> _Work task_
Nothing should be left out. Give all the data again exactly as written.

> _Material for the task_
┄┄┄┄┄┄┄┄┄┄

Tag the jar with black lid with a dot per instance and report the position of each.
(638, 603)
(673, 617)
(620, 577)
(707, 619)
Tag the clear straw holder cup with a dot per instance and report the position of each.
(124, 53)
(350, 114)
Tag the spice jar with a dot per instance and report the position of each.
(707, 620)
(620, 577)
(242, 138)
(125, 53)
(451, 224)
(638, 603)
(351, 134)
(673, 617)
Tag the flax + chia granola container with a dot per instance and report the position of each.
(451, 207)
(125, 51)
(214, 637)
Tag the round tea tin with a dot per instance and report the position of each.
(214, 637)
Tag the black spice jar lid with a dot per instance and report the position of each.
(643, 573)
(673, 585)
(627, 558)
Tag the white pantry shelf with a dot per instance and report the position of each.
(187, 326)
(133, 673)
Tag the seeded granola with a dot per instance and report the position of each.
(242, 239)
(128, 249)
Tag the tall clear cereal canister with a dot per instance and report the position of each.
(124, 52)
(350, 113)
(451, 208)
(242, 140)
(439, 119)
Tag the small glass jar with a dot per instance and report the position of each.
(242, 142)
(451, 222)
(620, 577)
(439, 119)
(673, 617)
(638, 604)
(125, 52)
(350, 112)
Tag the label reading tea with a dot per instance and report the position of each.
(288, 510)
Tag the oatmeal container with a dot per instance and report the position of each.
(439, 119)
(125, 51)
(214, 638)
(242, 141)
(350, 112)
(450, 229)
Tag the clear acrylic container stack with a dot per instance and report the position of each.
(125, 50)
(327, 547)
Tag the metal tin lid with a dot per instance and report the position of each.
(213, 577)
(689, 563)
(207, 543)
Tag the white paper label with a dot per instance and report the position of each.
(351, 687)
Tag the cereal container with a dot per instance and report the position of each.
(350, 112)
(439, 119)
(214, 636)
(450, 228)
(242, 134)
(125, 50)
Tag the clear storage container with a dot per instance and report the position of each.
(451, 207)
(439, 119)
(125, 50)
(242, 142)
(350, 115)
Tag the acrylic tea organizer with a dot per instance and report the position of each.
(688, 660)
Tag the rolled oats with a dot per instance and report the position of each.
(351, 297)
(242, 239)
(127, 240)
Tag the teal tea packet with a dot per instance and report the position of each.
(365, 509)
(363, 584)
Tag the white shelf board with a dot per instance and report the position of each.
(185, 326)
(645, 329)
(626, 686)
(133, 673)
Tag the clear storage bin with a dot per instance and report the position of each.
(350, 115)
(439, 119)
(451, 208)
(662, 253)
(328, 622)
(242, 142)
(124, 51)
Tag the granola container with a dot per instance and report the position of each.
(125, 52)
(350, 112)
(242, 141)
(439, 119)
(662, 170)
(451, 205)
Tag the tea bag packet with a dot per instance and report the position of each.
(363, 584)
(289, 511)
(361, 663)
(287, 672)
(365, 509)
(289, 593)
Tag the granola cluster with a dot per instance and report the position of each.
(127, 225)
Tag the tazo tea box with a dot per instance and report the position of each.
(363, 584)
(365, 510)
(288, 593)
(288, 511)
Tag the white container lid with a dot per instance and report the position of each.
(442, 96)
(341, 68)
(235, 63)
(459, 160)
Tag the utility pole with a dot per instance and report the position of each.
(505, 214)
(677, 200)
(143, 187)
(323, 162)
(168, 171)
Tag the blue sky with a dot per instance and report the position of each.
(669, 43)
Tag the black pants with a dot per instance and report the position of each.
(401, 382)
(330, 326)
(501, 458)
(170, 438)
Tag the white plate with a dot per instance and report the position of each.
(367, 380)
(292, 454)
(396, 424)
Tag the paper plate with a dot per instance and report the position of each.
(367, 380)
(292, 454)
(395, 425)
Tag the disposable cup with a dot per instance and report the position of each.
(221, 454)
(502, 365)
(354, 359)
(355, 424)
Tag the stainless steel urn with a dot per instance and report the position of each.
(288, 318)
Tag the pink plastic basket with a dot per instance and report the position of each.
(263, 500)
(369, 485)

┄┄┄┄┄┄┄┄┄┄

> _Answer below_
Tag the jar with black lid with a dot per instance and report the position of each.
(638, 603)
(673, 617)
(620, 577)
(707, 619)
Tag the clear straw holder cup with a dot per instance and report the position of each.
(124, 53)
(350, 114)
Tag the spice jar with a dot per instance and report the position of each.
(707, 620)
(620, 577)
(242, 138)
(125, 53)
(451, 224)
(638, 603)
(351, 134)
(673, 617)
Tag the flax + chia granola container with a dot per instance and report the position of each.
(451, 207)
(125, 51)
(214, 637)
Tag the round tea tin with a dot per instance and report the position of each.
(214, 637)
Tag the black spice jar lid with a dot per instance and report the position of each.
(643, 573)
(673, 585)
(627, 558)
Tag the white pantry shelf with a dot per instance and report the position of each.
(187, 326)
(133, 673)
Tag the seeded granola with a dot per instance and report the position of each.
(242, 239)
(128, 249)
Tag the tall clear cereal canister with a dot per instance and report the position of each.
(124, 52)
(350, 113)
(451, 208)
(242, 140)
(439, 119)
Tag the small glass jar with a dot per instance and report the position of each.
(242, 142)
(451, 222)
(620, 577)
(439, 119)
(673, 617)
(638, 604)
(125, 52)
(350, 112)
Tag the label reading tea with a dot per instance and report the position of each.
(288, 510)
Tag the oatmeal container with a dot per instance and report the position of each.
(439, 119)
(125, 51)
(214, 638)
(242, 141)
(350, 112)
(450, 229)
Tag the clear acrylic container stack with a dot per instance and report the position of each.
(125, 50)
(327, 547)
Tag the metal tin lid with a dot per instance and report the position of each.
(213, 577)
(689, 563)
(207, 543)
Tag the white paper label with a dot per instance and report the position of each.
(351, 687)
Tag the cereal container with a dot per instance and report the position of each.
(350, 112)
(439, 119)
(214, 636)
(450, 228)
(242, 134)
(125, 50)
Tag the clear storage container with a dot per instance and report the position of each.
(451, 207)
(439, 119)
(125, 50)
(242, 142)
(350, 115)
Tag the acrylic tea organizer with a dot per instance and report the position of each.
(688, 660)
Tag the rolled oats with a dot per instance and report the position of each.
(351, 297)
(242, 239)
(127, 240)
Tag the teal tea packet with a dot per instance and report the position of each.
(365, 509)
(363, 584)
Tag the white shelf board with a dot per instance and report the position of each.
(185, 326)
(645, 329)
(626, 686)
(133, 673)
Tag the clear storage bin with a dot per instance and report the position of each.
(350, 115)
(439, 119)
(451, 208)
(662, 253)
(328, 622)
(242, 142)
(124, 51)
Tag the granola container with a dot per instance and report the position of each.
(125, 52)
(350, 112)
(242, 141)
(439, 119)
(662, 170)
(451, 205)
Tag the tea bag packet with a dot per instance and report the position of each.
(363, 584)
(289, 511)
(361, 663)
(287, 672)
(365, 509)
(289, 593)
Tag the granola cluster with a dot per instance and report the position of each.
(127, 225)
Tag the tazo tea box with a dot per instance and report the position of each.
(363, 584)
(365, 510)
(288, 593)
(288, 511)
Tag the white container lid with a dot per instance and report the position of each.
(442, 96)
(341, 68)
(235, 63)
(459, 160)
Tag the utility pole with a dot per instance and report the position of each.
(505, 214)
(677, 200)
(143, 187)
(323, 162)
(168, 171)
Tag the blue sky with a dot per instance and report the position of each.
(669, 43)
Tag the black pants with a dot per instance and report the position of each.
(401, 382)
(330, 326)
(501, 458)
(170, 438)
Tag the white plate with a dot per instance and report the position of each.
(367, 380)
(292, 454)
(396, 424)
Tag the paper plate with a dot per instance and report the position of each.
(367, 380)
(292, 454)
(395, 425)
Tag the disposable cup with a dot per instance and report the position of each.
(221, 454)
(502, 365)
(354, 359)
(355, 424)
Tag the stainless steel urn with a dot per instance and report the position of each.
(288, 318)
Tag the pink plastic basket with a dot per instance and report the position of each.
(263, 500)
(369, 485)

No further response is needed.